Each of the entries beneath this task should be written out exactly.

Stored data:
────────────────────────────────────────

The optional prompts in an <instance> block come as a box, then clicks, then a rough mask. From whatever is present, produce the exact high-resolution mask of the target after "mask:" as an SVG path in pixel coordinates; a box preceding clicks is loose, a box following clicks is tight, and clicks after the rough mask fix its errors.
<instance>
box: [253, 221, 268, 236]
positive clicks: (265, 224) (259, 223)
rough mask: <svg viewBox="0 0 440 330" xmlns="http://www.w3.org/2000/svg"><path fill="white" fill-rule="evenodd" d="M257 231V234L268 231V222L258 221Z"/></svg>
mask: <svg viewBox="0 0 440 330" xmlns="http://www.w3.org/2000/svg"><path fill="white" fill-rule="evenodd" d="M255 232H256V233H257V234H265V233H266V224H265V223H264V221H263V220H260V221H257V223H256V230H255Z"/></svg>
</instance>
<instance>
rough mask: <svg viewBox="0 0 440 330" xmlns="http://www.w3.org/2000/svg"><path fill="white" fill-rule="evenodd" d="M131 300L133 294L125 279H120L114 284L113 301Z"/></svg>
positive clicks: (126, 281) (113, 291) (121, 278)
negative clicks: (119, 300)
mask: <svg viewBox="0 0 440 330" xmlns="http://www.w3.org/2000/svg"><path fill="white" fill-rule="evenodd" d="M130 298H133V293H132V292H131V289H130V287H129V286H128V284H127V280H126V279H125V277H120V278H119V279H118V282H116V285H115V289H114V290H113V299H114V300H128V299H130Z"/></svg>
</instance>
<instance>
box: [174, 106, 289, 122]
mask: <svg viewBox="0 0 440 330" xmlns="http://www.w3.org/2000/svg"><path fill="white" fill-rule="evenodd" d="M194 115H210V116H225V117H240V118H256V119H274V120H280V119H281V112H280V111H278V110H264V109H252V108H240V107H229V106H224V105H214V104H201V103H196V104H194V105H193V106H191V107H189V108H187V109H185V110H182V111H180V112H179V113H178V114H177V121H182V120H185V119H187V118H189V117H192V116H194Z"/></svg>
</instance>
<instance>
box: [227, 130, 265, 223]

────────────────────────────────────────

WRITTEN RESPONSE =
The optional prompts in an <instance> block come as a box, then clicks, then a rough mask. From whatever is present, produce the exact high-resolution mask of the target after "mask:" as an SVG path in pixel coordinates; a box preceding clicks is loose, a box following clicks is tight, and clicks after the rough mask fix its errors.
<instance>
box: [253, 221, 268, 236]
positive clicks: (265, 224) (259, 223)
rough mask: <svg viewBox="0 0 440 330" xmlns="http://www.w3.org/2000/svg"><path fill="white" fill-rule="evenodd" d="M257 231V234L268 231V222L258 221Z"/></svg>
mask: <svg viewBox="0 0 440 330" xmlns="http://www.w3.org/2000/svg"><path fill="white" fill-rule="evenodd" d="M255 232H256V233H257V234H265V233H266V224H265V223H264V221H263V220H260V221H257V223H256V230H255Z"/></svg>
</instance>
<instance>
rough mask: <svg viewBox="0 0 440 330" xmlns="http://www.w3.org/2000/svg"><path fill="white" fill-rule="evenodd" d="M131 300L133 294L125 279H120L114 284L113 301Z"/></svg>
positive clicks: (126, 281) (113, 291) (121, 278)
negative clicks: (119, 300)
mask: <svg viewBox="0 0 440 330" xmlns="http://www.w3.org/2000/svg"><path fill="white" fill-rule="evenodd" d="M130 298H133V293H132V292H131V289H130V287H129V286H128V284H127V280H126V279H125V277H120V278H119V279H118V282H116V285H115V289H114V290H113V299H114V300H128V299H130Z"/></svg>
</instance>
<instance>
box: [174, 106, 289, 122]
mask: <svg viewBox="0 0 440 330" xmlns="http://www.w3.org/2000/svg"><path fill="white" fill-rule="evenodd" d="M194 115H210V116H225V117H240V118H256V119H274V120H280V119H281V112H280V111H278V110H264V109H252V108H240V107H229V106H224V105H214V104H201V103H196V104H194V105H193V106H191V107H189V108H187V109H185V110H182V111H180V112H179V113H178V114H177V121H182V120H185V119H187V118H189V117H192V116H194Z"/></svg>
</instance>
<instance>
box: [227, 130, 265, 223]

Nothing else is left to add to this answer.